__Referring expression data__
==========
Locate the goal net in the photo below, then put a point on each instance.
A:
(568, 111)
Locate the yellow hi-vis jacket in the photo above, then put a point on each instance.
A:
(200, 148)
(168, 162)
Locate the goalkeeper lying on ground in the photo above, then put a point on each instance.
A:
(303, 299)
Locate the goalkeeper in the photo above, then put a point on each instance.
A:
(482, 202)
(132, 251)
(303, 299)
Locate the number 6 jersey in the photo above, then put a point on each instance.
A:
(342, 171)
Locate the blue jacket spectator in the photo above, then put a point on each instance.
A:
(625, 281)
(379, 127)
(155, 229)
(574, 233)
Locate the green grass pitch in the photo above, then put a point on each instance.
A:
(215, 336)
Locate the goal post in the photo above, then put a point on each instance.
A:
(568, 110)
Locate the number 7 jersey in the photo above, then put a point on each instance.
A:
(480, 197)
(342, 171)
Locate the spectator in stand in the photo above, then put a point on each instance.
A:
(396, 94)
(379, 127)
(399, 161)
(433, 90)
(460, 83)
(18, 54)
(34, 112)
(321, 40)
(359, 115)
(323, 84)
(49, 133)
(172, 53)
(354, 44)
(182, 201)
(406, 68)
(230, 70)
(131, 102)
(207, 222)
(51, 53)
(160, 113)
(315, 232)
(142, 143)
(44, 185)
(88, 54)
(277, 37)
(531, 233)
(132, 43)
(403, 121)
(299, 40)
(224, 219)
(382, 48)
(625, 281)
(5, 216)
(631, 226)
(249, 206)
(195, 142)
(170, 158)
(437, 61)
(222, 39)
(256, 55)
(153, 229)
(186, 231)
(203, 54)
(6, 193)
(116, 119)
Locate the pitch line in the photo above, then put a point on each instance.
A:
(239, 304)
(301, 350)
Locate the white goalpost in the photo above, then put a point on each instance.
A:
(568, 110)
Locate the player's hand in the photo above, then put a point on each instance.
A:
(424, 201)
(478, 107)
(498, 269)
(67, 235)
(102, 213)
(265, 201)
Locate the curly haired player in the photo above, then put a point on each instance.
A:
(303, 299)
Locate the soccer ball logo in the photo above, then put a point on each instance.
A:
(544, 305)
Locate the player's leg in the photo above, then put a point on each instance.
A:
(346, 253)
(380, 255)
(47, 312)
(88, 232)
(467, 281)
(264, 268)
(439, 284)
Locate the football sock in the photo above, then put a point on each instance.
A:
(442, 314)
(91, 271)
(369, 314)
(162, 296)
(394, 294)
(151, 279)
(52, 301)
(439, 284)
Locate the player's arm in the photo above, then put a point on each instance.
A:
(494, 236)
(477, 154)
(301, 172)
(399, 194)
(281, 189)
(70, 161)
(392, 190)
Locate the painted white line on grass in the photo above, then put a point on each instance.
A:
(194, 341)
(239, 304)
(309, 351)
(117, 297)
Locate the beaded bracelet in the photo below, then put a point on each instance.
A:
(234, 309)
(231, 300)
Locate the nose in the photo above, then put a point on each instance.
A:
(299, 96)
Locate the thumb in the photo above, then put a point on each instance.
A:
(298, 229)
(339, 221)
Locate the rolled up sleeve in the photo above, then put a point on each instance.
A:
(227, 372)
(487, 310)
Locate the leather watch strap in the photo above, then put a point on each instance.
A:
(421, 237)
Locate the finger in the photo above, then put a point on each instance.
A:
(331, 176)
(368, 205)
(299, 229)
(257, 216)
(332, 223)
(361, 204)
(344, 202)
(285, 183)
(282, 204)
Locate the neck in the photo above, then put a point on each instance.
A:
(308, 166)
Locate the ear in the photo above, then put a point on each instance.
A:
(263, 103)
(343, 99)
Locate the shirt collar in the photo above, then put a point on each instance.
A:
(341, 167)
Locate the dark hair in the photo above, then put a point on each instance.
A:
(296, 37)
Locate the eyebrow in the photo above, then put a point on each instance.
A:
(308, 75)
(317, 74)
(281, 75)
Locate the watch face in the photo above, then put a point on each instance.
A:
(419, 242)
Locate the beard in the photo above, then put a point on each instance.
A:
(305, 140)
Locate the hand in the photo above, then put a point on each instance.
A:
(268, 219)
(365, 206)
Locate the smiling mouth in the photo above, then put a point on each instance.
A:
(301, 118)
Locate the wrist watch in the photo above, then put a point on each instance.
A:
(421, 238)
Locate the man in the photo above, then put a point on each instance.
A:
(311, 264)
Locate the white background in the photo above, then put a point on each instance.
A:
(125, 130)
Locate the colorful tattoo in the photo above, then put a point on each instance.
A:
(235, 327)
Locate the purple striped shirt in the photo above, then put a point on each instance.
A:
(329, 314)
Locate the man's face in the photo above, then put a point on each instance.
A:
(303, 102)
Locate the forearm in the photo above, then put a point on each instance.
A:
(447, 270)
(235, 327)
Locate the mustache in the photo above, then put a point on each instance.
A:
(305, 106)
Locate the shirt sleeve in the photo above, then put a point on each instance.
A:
==========
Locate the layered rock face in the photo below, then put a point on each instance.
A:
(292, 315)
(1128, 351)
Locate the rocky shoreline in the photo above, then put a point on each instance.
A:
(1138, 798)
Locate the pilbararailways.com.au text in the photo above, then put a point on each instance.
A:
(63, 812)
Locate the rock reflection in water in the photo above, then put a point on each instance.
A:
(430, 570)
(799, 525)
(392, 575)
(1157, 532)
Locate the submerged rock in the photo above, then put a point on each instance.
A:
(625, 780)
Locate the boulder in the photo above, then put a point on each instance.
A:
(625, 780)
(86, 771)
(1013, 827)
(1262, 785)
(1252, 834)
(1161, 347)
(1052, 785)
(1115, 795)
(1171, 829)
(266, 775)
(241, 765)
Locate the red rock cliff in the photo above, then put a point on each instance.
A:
==========
__Task brief__
With "white" as the string to find, copy every line of the records that holds it.

__Exercise answer__
Locate the white goalpost in the photo above, then put a point on each instance.
Locate the painted white line on grass in the photo above, then put a point on each instance.
Locate the white background in the photo above, then put a point on each instance.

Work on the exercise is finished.